[Point-per-instance localization data]

▬▬▬▬▬▬▬▬▬▬

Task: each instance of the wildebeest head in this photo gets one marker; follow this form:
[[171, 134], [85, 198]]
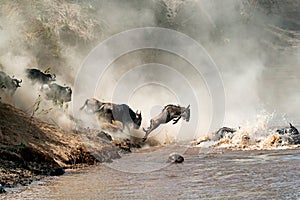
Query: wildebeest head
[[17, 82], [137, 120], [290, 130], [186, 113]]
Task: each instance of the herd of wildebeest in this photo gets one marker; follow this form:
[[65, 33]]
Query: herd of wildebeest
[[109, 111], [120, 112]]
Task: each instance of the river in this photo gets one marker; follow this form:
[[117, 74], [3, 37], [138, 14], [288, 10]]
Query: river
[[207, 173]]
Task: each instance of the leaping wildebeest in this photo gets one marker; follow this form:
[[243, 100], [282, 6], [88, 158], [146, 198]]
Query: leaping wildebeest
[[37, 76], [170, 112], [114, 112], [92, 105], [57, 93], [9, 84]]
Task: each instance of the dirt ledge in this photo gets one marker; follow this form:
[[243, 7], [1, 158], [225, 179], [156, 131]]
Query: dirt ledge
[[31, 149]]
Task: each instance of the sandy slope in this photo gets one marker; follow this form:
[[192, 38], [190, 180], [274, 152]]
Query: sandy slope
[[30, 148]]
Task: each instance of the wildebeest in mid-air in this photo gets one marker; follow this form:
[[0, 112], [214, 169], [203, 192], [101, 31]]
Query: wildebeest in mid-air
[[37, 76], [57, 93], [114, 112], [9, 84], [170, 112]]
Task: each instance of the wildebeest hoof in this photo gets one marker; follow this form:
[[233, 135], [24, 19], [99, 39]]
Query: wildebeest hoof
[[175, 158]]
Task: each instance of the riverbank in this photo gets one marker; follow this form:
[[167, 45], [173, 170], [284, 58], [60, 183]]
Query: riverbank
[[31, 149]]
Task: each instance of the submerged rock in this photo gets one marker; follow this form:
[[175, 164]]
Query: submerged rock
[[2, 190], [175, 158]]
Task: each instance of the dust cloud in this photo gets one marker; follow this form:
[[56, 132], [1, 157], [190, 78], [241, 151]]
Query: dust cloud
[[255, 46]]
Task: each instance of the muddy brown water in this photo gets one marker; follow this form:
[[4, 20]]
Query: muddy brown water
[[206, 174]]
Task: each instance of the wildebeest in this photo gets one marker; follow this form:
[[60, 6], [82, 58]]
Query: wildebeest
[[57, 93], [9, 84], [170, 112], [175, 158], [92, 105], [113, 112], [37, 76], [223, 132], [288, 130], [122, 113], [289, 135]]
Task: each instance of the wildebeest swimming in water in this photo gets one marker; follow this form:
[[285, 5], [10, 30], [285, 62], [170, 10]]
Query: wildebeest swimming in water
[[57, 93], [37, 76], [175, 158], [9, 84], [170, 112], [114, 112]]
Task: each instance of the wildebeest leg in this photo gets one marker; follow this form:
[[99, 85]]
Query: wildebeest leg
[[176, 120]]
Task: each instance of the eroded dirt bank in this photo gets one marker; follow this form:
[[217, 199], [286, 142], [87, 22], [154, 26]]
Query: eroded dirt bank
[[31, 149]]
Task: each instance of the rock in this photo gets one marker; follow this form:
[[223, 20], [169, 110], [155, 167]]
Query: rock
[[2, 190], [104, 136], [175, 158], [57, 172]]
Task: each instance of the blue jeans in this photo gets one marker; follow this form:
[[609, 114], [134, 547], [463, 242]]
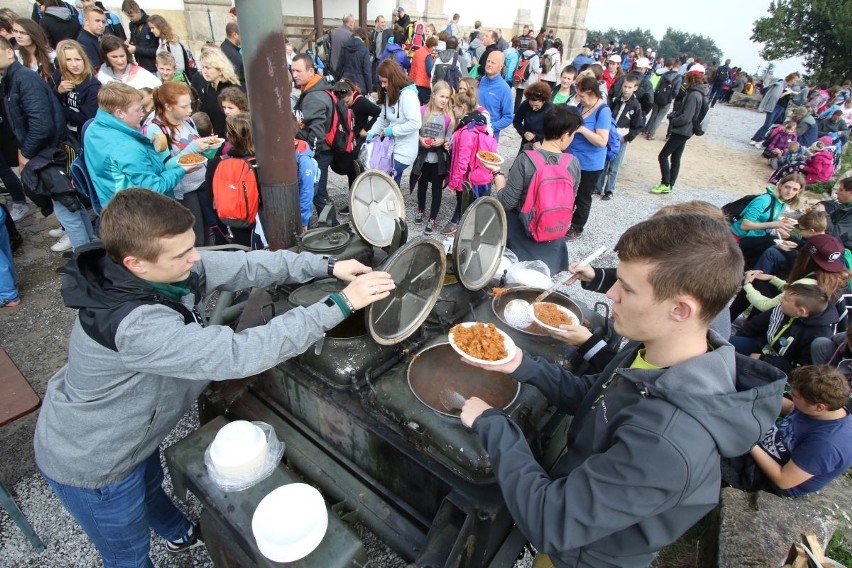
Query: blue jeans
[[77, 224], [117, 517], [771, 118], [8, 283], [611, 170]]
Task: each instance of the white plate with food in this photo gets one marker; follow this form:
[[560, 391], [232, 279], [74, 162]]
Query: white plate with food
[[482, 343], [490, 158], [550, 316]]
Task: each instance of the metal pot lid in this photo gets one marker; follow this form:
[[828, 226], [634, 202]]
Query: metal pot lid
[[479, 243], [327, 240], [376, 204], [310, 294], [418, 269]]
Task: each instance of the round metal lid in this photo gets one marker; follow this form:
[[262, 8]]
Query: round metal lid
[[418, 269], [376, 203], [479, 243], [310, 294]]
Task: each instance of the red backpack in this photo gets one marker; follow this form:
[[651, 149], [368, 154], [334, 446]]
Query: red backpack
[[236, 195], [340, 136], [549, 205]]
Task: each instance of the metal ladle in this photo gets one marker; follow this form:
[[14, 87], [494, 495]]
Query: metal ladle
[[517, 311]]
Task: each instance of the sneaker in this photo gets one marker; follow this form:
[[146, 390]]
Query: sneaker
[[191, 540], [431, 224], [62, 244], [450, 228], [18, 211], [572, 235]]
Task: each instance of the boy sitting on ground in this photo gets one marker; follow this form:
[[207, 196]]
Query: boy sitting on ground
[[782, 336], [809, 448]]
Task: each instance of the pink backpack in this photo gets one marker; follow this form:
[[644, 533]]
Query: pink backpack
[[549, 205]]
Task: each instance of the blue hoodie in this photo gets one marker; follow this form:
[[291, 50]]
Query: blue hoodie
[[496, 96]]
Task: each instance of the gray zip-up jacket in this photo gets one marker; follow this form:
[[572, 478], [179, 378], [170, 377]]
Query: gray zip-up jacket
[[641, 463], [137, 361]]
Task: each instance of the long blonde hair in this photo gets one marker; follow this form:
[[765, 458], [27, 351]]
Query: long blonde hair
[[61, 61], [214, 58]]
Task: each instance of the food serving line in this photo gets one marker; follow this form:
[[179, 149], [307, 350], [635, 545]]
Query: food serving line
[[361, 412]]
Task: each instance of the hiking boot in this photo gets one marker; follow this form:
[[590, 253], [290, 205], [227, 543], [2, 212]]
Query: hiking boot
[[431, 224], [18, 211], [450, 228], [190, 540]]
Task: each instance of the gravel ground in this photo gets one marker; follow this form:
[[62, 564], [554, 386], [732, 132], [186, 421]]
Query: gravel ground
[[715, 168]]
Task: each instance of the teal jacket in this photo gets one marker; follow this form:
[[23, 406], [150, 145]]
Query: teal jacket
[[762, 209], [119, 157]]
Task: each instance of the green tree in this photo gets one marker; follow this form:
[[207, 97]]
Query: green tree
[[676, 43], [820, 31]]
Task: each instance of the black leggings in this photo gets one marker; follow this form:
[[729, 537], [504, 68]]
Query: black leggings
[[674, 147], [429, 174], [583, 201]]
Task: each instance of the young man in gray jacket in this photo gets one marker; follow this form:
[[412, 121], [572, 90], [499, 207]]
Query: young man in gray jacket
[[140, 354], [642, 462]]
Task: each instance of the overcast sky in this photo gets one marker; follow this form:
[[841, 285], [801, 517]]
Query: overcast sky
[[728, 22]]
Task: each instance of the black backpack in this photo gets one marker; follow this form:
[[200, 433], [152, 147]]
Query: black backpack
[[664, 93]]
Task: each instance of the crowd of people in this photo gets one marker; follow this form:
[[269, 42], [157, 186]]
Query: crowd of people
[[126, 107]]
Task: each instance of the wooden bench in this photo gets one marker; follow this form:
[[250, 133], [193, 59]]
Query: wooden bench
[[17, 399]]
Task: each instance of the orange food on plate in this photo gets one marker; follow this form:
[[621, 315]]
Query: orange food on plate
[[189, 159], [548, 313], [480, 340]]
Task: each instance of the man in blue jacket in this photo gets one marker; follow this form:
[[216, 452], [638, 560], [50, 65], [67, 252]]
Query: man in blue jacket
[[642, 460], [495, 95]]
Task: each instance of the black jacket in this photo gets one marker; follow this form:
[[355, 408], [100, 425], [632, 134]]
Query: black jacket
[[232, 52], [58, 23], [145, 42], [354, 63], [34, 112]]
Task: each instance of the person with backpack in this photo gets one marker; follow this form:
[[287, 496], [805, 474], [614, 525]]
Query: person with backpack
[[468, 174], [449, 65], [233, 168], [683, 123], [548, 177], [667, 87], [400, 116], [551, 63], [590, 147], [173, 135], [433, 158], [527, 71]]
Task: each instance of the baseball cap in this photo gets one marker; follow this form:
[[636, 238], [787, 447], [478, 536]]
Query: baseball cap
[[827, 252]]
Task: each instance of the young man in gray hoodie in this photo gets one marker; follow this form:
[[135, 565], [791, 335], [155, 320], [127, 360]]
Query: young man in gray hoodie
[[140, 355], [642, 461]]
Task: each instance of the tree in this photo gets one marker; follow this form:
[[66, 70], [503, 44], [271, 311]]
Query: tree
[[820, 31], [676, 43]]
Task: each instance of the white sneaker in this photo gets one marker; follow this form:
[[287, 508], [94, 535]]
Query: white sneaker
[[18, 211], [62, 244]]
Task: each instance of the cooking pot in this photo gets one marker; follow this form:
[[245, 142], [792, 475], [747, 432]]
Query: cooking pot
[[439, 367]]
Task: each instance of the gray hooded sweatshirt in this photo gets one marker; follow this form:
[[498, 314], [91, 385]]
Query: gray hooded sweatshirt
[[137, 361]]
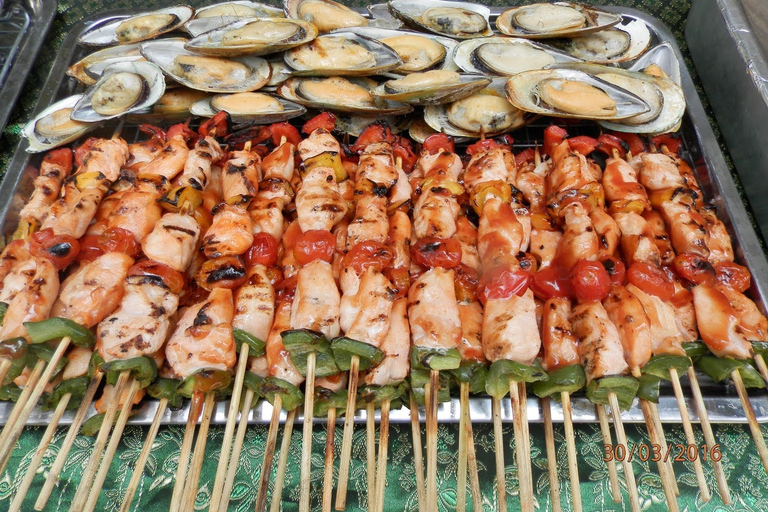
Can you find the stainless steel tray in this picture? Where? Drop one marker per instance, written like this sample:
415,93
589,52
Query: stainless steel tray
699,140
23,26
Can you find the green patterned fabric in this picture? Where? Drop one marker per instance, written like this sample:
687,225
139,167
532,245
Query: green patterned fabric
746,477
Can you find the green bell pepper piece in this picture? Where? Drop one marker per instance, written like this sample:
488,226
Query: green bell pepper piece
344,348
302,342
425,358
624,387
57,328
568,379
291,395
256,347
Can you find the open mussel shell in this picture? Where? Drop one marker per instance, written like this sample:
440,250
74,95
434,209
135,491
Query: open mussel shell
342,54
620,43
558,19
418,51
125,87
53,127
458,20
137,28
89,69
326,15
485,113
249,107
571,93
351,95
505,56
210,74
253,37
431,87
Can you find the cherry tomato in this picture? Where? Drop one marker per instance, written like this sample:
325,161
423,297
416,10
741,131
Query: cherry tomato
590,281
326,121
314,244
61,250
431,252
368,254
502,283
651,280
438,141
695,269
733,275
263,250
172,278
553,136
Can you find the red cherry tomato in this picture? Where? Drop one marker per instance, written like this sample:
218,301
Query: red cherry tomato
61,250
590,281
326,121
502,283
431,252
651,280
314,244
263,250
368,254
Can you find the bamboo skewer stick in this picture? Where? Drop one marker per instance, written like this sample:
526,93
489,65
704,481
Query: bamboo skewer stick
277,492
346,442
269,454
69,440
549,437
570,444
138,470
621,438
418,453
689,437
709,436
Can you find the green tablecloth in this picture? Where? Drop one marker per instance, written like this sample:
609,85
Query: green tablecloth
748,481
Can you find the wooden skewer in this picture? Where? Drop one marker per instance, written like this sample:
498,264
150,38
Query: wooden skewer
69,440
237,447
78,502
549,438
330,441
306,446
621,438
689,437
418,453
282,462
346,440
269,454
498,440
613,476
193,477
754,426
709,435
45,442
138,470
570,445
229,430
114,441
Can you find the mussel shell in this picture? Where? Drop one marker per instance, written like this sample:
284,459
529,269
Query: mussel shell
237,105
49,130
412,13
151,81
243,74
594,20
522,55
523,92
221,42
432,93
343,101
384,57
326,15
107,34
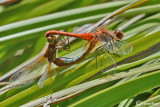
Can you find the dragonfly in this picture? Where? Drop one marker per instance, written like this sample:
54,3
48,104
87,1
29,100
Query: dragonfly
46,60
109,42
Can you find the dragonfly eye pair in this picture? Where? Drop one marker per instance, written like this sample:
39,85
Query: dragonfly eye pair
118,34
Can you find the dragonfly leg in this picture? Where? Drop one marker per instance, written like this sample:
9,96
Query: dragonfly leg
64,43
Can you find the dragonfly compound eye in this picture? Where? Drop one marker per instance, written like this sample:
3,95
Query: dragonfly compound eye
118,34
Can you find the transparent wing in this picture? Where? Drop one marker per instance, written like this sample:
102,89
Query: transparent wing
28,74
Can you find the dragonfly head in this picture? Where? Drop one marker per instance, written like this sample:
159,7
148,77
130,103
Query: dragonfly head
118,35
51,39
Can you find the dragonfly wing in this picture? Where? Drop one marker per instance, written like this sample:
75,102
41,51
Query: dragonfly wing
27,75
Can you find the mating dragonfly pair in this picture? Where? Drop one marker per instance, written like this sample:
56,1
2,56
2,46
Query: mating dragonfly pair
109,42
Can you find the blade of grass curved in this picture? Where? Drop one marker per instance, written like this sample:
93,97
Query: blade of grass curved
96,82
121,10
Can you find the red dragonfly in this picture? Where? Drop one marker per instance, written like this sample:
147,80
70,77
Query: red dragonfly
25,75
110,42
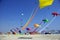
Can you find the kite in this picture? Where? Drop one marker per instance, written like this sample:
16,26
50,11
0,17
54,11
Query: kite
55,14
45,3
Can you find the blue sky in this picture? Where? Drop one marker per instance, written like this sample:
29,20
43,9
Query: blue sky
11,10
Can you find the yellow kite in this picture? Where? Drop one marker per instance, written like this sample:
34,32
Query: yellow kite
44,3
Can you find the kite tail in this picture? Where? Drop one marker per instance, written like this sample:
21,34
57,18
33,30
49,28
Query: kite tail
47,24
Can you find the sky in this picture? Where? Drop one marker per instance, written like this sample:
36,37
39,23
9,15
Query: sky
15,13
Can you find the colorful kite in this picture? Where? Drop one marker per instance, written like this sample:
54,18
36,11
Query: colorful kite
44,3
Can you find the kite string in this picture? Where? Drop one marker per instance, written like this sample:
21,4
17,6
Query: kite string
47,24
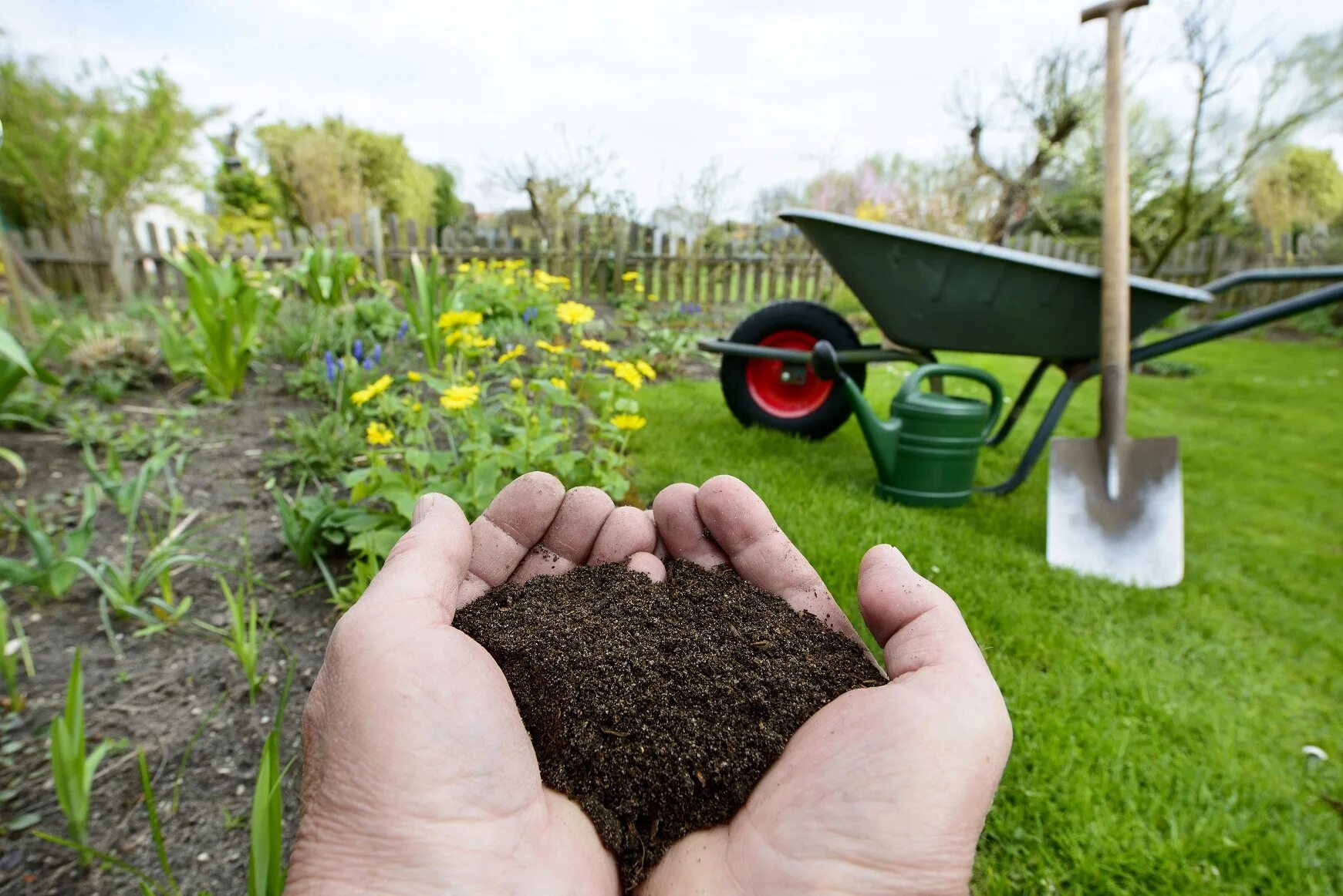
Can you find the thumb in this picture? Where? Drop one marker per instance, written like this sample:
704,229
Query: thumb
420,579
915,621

▬▬▬▬▬▬▬▬▬▬

◆ TO DO ◆
Write out exactly the lines above between the line with "Task: each instance of the metal ladle" and the line with "[[765, 458], [27, 351]]", inclusive, and nothing beyond them.

◆ RESPONSE ◆
Task: each instance of the metal ladle in this photo gets one marker; follow this form:
[[14, 87], [494, 495]]
Query: metal ladle
[[517, 311]]
Task: each instance of the sneaker in this photo gets one marker; follow this form:
[[146, 390]]
Query: sneaker
[[191, 540], [431, 224], [62, 244], [450, 228], [18, 211], [572, 235]]
Task: each instance of the boy sitting on ground in this photo gets one marker; follow this form:
[[207, 196]]
Query: boy sitting on ground
[[782, 336], [809, 448]]
Task: each instance of the pink backpack in this photo gets one marker; follow this form:
[[644, 533]]
Query: pink backpack
[[549, 205]]
Task: each instance of the blue hoodie in this photo gets one marker; follow this form:
[[291, 50]]
Query: blue hoodie
[[496, 96]]
Task: each instance of the gray zip-up jacket in this photo gets one marker; follow this form:
[[572, 478], [179, 378], [170, 377]]
Query: gray zip-up jacket
[[641, 463], [137, 361]]
Task: each instance of the long blonde hair in this photo gets one marker; follow this form:
[[765, 458], [27, 351]]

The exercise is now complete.